→ **Passage shown**:
Security model: lean-eval

This repository owns the benchmark problem set and the comparator / landrun sandbox integration — the machinery that bounds untrusted submitter Lean code. This document explains the sandbox invariants, the comparator trust model, and the pinned-dependency policy that the whole evaluation pipeline rests on.

The submission pipeline itself — issue intake, fetching submission source, the evaluation workflow, recording results, and the overall adversarial-submission threat model — lives in the submissions repository and is documented there:

leanprover/lean-eval-submissions → SECURITY.md

The two documents are complementary. The pipeline's guarantees are only as strong as the sandbox guarantees described here; this repository is where a change (a pin bump, a templates/ edit, a generated-workspace lakefile change) can weaken the sandbox, so this is the doc a reviewer of a lean-eval PR must check against.

Reporting a vulnerability

If you find a way for a submitter to receive credit for a theorem they have not proved, or to read another submission's private source, or to execute code outside the landrun sandbox: do not file a public issue. Email the maintainers (see the repository's leanprover org contacts) with the details and a reproduction.

1. What this document covers

The adversary is a submitter who controls a Submission.lean (and files under Submission/). The goal we resist here: untrusted submitter Lean escaping comparator's sandbox, or comparator accepting a Solution that does not actually prove the Challenge. The pipeline-level framing of the same adversary (issue intake, token handling, confidentiality) is in the submissions repo's SECURITY.md.

The submitter does not control Challenge.lean, Solution.lean, lakefile.toml, lean-toolchain, config.json, or WorkspaceTest.lean in the generated workspace — these are taken from a pristine generated/<id>/ checkout each run — nor any pinned upstream commit.

2. Architecture: Challenge / Submission / Solution

Every benchmark problem ships as a self-contained Lake project in generated// with a fixed three-file shape:

Challenge.lean is the trusted theorem statement, body sorry. The benchmark author writes this and reviewers approve it. It is what the problem ASKS.

→ **What you should do**:
Can you resume the lean-eval security document from its last sentence and carry it forward?

→ **Dataset entries**:
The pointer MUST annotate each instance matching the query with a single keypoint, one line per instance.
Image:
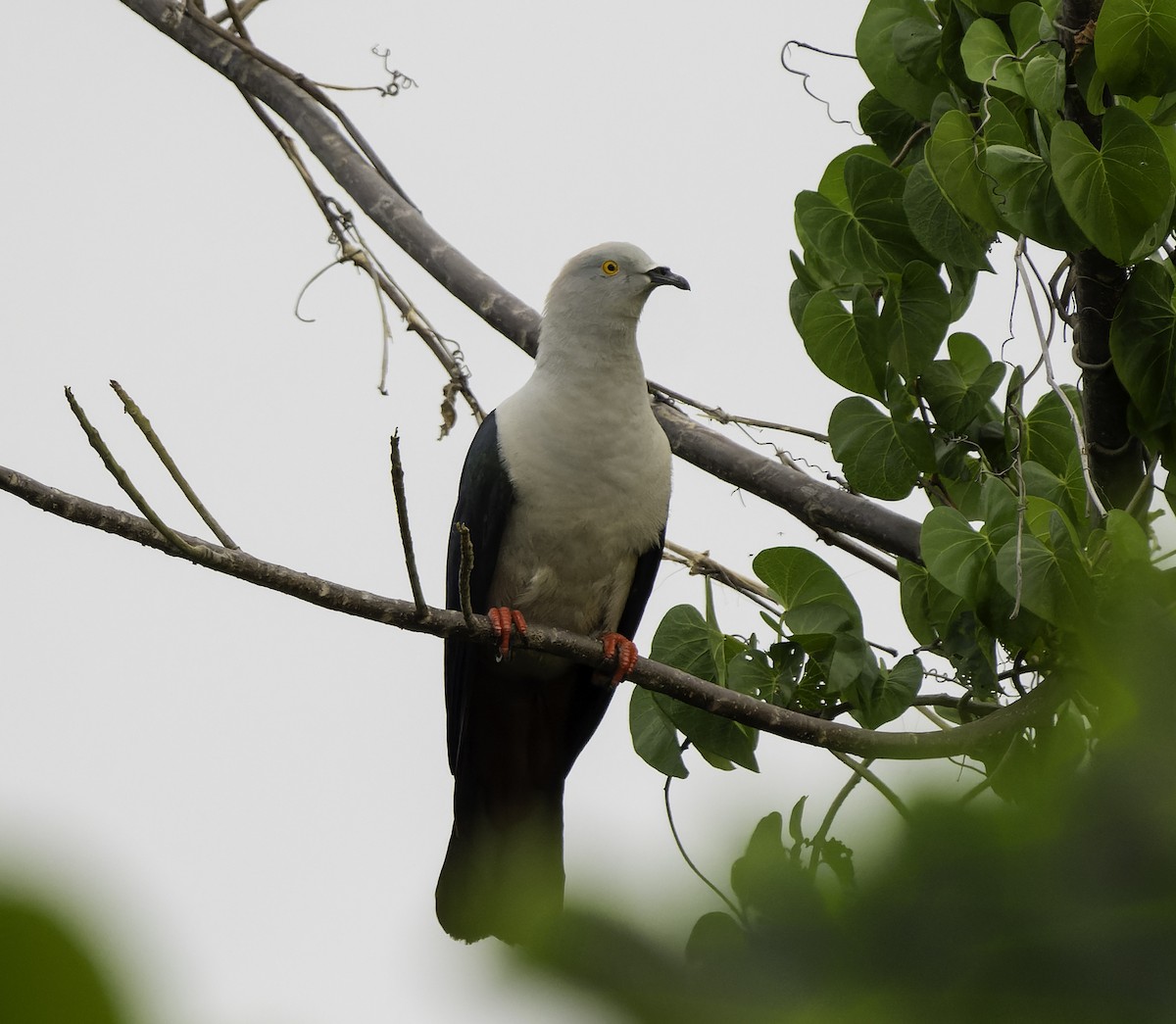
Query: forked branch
(999, 727)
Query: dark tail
(504, 870)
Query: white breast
(592, 488)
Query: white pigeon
(564, 493)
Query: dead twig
(121, 475)
(153, 439)
(406, 535)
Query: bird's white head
(607, 283)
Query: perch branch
(444, 622)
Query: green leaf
(914, 601)
(1026, 196)
(845, 345)
(939, 225)
(799, 577)
(1029, 25)
(915, 317)
(1144, 343)
(893, 693)
(871, 236)
(686, 641)
(875, 47)
(987, 57)
(833, 181)
(1000, 125)
(1116, 193)
(958, 388)
(1052, 587)
(761, 877)
(654, 736)
(797, 822)
(956, 557)
(916, 45)
(1135, 46)
(1050, 431)
(891, 127)
(953, 155)
(720, 741)
(1046, 86)
(845, 660)
(867, 443)
(817, 617)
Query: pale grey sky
(250, 794)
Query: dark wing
(485, 499)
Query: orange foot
(623, 649)
(501, 621)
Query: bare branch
(722, 416)
(406, 534)
(583, 651)
(700, 563)
(814, 504)
(122, 478)
(148, 431)
(465, 569)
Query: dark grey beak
(663, 275)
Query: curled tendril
(399, 78)
(806, 75)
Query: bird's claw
(623, 651)
(503, 621)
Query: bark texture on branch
(999, 725)
(1116, 455)
(817, 505)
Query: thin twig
(1044, 336)
(153, 439)
(406, 534)
(1023, 713)
(822, 833)
(342, 225)
(701, 563)
(930, 716)
(862, 769)
(722, 458)
(123, 480)
(838, 540)
(689, 863)
(312, 89)
(465, 570)
(722, 416)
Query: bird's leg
(503, 619)
(623, 649)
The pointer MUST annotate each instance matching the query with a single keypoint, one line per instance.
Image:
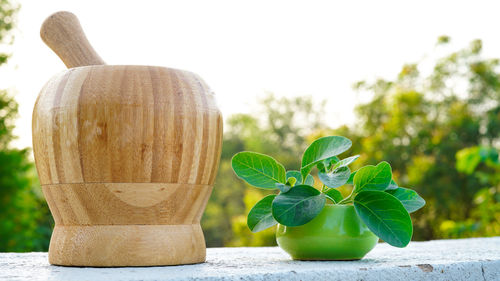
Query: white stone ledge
(463, 259)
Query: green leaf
(334, 194)
(327, 164)
(260, 216)
(298, 206)
(322, 149)
(409, 198)
(336, 178)
(351, 178)
(309, 180)
(385, 216)
(345, 162)
(291, 181)
(283, 187)
(373, 177)
(258, 169)
(392, 185)
(298, 177)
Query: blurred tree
(25, 222)
(279, 128)
(483, 163)
(419, 122)
(416, 122)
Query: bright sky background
(244, 48)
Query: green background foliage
(25, 221)
(439, 128)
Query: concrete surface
(464, 259)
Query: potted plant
(322, 224)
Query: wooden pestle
(63, 33)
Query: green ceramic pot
(337, 233)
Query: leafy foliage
(258, 169)
(297, 205)
(417, 121)
(385, 216)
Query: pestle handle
(63, 33)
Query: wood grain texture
(126, 124)
(117, 245)
(63, 33)
(126, 203)
(127, 157)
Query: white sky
(244, 48)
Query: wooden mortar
(126, 155)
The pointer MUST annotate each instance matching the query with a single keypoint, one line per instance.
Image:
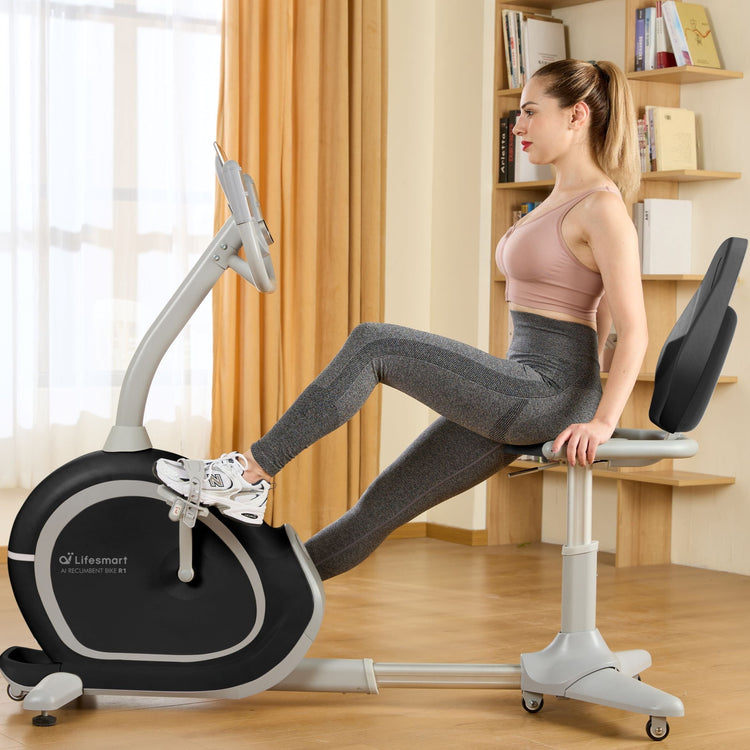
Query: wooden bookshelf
(689, 175)
(684, 74)
(644, 496)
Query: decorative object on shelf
(689, 28)
(667, 138)
(665, 235)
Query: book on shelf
(514, 161)
(665, 57)
(673, 34)
(697, 37)
(664, 227)
(667, 139)
(645, 46)
(531, 40)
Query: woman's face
(545, 129)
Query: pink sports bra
(540, 270)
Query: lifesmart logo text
(74, 563)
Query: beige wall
(440, 112)
(436, 261)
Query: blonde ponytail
(613, 131)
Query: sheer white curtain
(107, 117)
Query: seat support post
(579, 555)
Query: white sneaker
(222, 485)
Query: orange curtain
(303, 109)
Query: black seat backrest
(692, 357)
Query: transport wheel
(16, 694)
(532, 703)
(657, 728)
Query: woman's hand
(583, 440)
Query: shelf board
(688, 277)
(675, 175)
(667, 477)
(689, 175)
(648, 377)
(552, 4)
(684, 74)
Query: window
(107, 118)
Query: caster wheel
(657, 729)
(532, 703)
(16, 694)
(44, 720)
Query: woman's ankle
(254, 472)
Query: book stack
(531, 41)
(664, 235)
(672, 34)
(690, 34)
(514, 162)
(667, 139)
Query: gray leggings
(549, 380)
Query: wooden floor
(425, 600)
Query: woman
(559, 261)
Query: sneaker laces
(228, 459)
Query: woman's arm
(603, 327)
(610, 234)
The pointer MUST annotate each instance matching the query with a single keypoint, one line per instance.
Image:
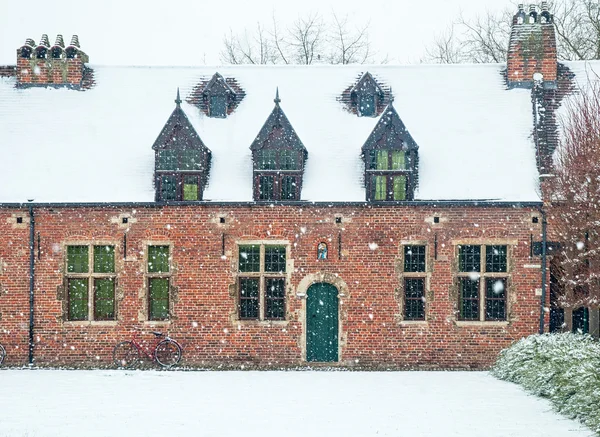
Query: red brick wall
(205, 310)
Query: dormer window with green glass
(181, 160)
(391, 157)
(367, 97)
(219, 96)
(278, 156)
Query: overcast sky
(190, 32)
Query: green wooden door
(322, 323)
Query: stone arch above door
(343, 296)
(314, 278)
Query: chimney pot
(44, 41)
(59, 41)
(75, 41)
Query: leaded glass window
(388, 176)
(483, 282)
(414, 258)
(91, 291)
(179, 174)
(278, 174)
(414, 299)
(266, 188)
(469, 299)
(414, 282)
(366, 105)
(262, 281)
(158, 268)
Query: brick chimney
(43, 65)
(532, 48)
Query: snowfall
(35, 403)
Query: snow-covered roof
(60, 145)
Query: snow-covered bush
(562, 367)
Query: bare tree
(485, 37)
(255, 48)
(349, 46)
(575, 211)
(307, 40)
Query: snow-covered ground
(354, 404)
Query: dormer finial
(277, 99)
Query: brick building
(366, 216)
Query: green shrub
(564, 368)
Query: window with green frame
(158, 271)
(90, 281)
(261, 281)
(218, 106)
(482, 282)
(366, 105)
(387, 177)
(178, 174)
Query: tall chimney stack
(43, 65)
(532, 48)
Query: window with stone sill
(158, 276)
(90, 282)
(217, 106)
(278, 174)
(179, 174)
(261, 282)
(414, 277)
(482, 280)
(387, 175)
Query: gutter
(362, 204)
(544, 267)
(31, 279)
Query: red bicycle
(166, 352)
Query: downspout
(31, 279)
(544, 262)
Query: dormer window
(278, 156)
(181, 161)
(218, 106)
(388, 175)
(366, 98)
(366, 105)
(218, 96)
(391, 158)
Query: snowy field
(351, 404)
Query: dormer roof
(217, 85)
(277, 131)
(390, 133)
(178, 132)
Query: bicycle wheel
(126, 355)
(167, 353)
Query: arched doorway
(322, 318)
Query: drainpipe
(31, 279)
(544, 262)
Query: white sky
(190, 32)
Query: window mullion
(91, 291)
(482, 270)
(261, 286)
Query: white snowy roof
(59, 145)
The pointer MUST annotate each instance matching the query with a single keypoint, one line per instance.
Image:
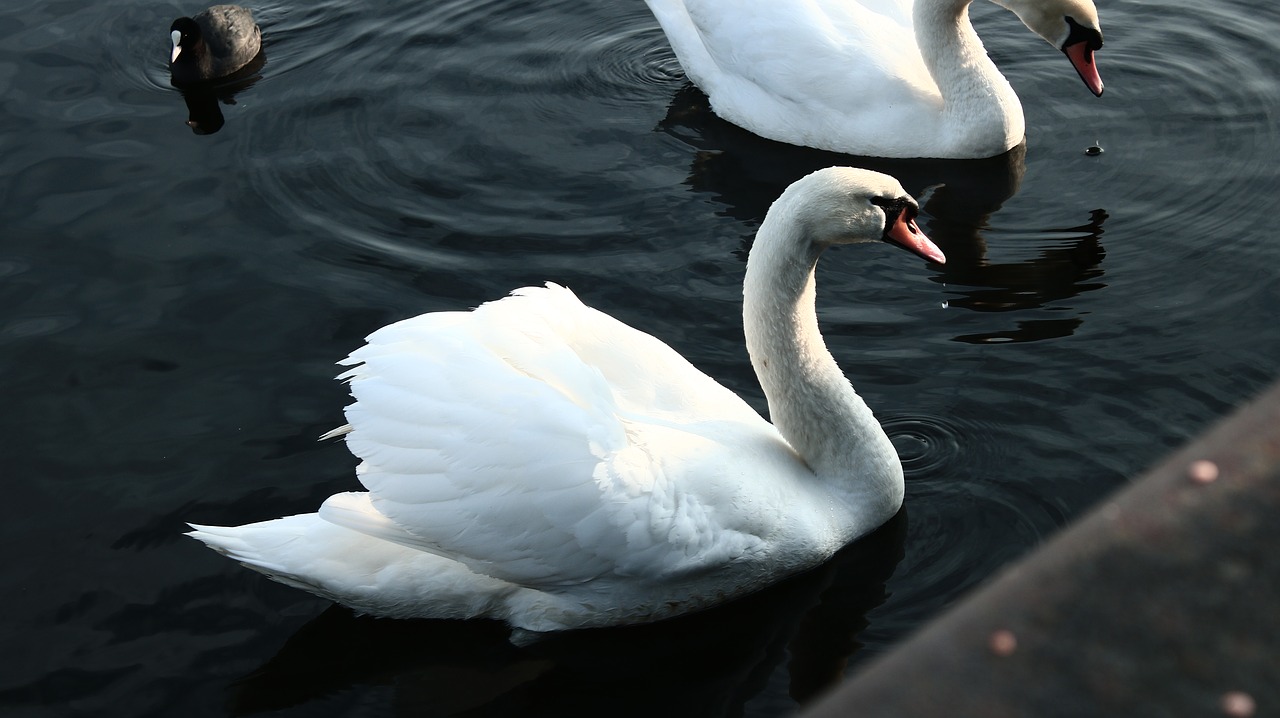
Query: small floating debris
(1202, 471)
(1238, 704)
(1002, 643)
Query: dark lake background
(172, 306)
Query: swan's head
(1072, 26)
(184, 35)
(848, 205)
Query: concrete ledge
(1161, 602)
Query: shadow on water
(705, 664)
(746, 173)
(204, 100)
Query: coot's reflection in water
(204, 114)
(704, 664)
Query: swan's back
(545, 443)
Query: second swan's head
(1072, 26)
(846, 205)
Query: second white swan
(886, 78)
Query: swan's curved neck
(979, 106)
(810, 401)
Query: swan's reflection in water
(746, 173)
(204, 110)
(705, 664)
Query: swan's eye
(894, 205)
(1080, 33)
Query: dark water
(172, 305)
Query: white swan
(539, 462)
(887, 78)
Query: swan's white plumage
(543, 463)
(888, 78)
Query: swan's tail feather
(255, 544)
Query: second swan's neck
(810, 402)
(981, 108)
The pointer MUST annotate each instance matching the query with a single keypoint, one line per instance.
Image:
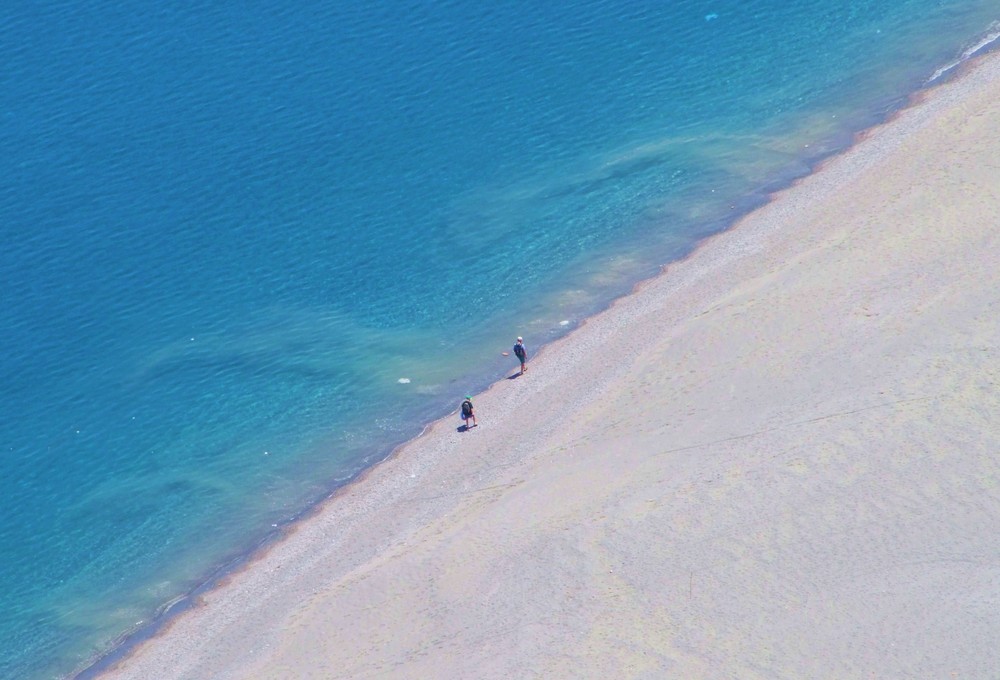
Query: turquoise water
(229, 232)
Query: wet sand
(779, 459)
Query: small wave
(991, 36)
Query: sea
(249, 249)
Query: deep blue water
(227, 232)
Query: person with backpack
(522, 354)
(468, 412)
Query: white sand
(780, 459)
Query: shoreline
(734, 244)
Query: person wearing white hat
(522, 354)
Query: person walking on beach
(522, 354)
(468, 412)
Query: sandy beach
(778, 459)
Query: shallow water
(228, 235)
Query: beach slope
(779, 459)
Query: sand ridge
(776, 460)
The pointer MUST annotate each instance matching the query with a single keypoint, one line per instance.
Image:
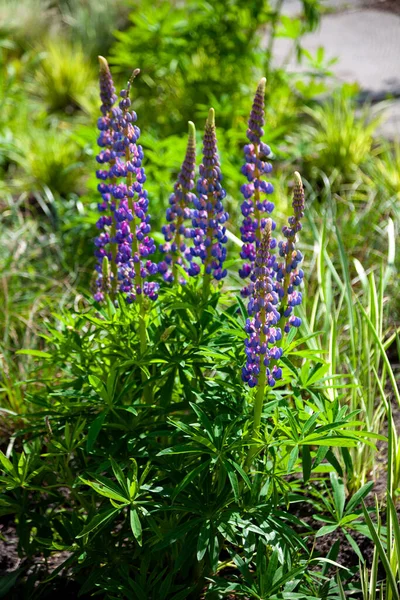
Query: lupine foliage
(150, 460)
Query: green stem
(147, 394)
(258, 407)
(259, 398)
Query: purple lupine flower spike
(179, 211)
(256, 206)
(105, 249)
(288, 274)
(126, 226)
(261, 326)
(209, 216)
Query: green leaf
(358, 496)
(99, 387)
(7, 464)
(325, 530)
(136, 526)
(94, 430)
(99, 520)
(382, 554)
(189, 477)
(38, 353)
(105, 487)
(232, 478)
(203, 540)
(339, 494)
(306, 461)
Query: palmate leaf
(136, 525)
(99, 520)
(105, 487)
(190, 477)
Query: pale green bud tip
(211, 117)
(261, 86)
(105, 268)
(192, 130)
(297, 180)
(103, 64)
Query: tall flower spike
(209, 217)
(261, 326)
(124, 198)
(179, 212)
(288, 274)
(105, 248)
(256, 206)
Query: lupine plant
(165, 457)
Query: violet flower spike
(180, 211)
(209, 216)
(288, 274)
(256, 206)
(105, 249)
(127, 227)
(261, 347)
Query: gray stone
(390, 126)
(366, 44)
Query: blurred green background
(192, 54)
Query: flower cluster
(256, 207)
(124, 224)
(287, 272)
(209, 216)
(178, 213)
(262, 325)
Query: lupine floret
(179, 213)
(209, 217)
(256, 206)
(262, 325)
(125, 239)
(288, 274)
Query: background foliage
(192, 55)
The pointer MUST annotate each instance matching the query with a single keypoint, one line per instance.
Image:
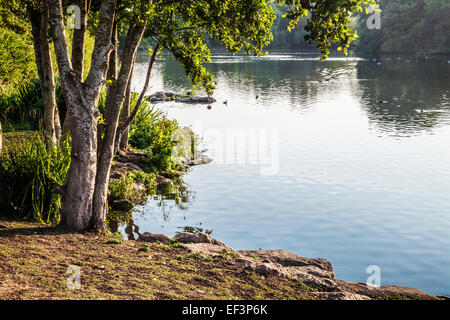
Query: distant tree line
(419, 27)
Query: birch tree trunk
(82, 103)
(114, 100)
(78, 50)
(40, 25)
(1, 139)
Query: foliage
(16, 59)
(23, 108)
(29, 171)
(408, 26)
(125, 189)
(153, 132)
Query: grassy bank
(34, 260)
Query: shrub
(29, 171)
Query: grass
(34, 260)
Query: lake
(317, 165)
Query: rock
(316, 272)
(271, 269)
(198, 237)
(197, 161)
(121, 205)
(162, 180)
(169, 96)
(207, 249)
(116, 176)
(152, 237)
(339, 296)
(288, 259)
(127, 166)
(384, 292)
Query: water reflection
(175, 195)
(360, 182)
(416, 96)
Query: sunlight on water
(363, 163)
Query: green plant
(144, 248)
(114, 241)
(125, 188)
(29, 171)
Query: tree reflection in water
(175, 194)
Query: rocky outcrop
(199, 160)
(316, 273)
(384, 292)
(169, 96)
(152, 237)
(199, 237)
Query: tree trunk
(1, 138)
(114, 100)
(114, 58)
(122, 138)
(40, 25)
(122, 131)
(78, 50)
(82, 104)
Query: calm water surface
(359, 182)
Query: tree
(178, 26)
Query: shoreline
(194, 266)
(315, 272)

→ **Task answer**:
Submission.lean is the only file the solver edits. It must define a theorem of the same signature inside namespace Submission. This is what the solver provides as their PROOF.
Solution.lean is a generated bridge: it has the same theorem signature as Challenge and provides exact Submission.foo (or, for multi-hole problems, the structured equivalent). It exists so that comparator can verify "Solution typechecks => Submission really proves Challenge."

leanprover/comparator is the verifier. Given a config.json listing theorem_names, definition_names, and permitted_axioms, it:

Builds Challenge and Solution separately under a landrun Linux landlock sandbox, then runs lean4export on each (also sandboxed).
Walks the constant graph from each named theorem and requires that every transitively-used constant (other than def-hole targets, where only the type signature must match) is byte-identical between Challenge and Solution. See comparator/Comparator/Compare.lean.
Walks the same graph for axioms and requires every reachable axiom to be in the permitted_axioms allowlist. See comparator/Comparator/Axioms.lean. Our allowlist is {propext, Quot.sound, Classical.choice}. Notably absent: sorryAx (so sorry is rejected) and Lean.ofReduceBool (so native_decide is rejected).
Replays the exported Solution environment into the in-process Lean kernel for a final type-check.

Because Solution's only proof step is exact Submission.foo, and because Compare.lean rejects any drift in the constant graph from Challenge's theorem statement, the only way for verification to succeed is if Submission.foo is definitionally equal to a proof of Challenge's exact theorem statement, using only the permitted axioms.

3. Where untrusted code runs, and what bounds it

User-submitted Lean is elaborated in exactly one place: comparator's safeLakeBuild Solution, which runs lake build Solution (and transitively lake build Submission) inside a landrun sandbox. Every other step either does not elaborate Lean, or elaborates only trusted code.

Step	Process	Location	Elaborates Submission?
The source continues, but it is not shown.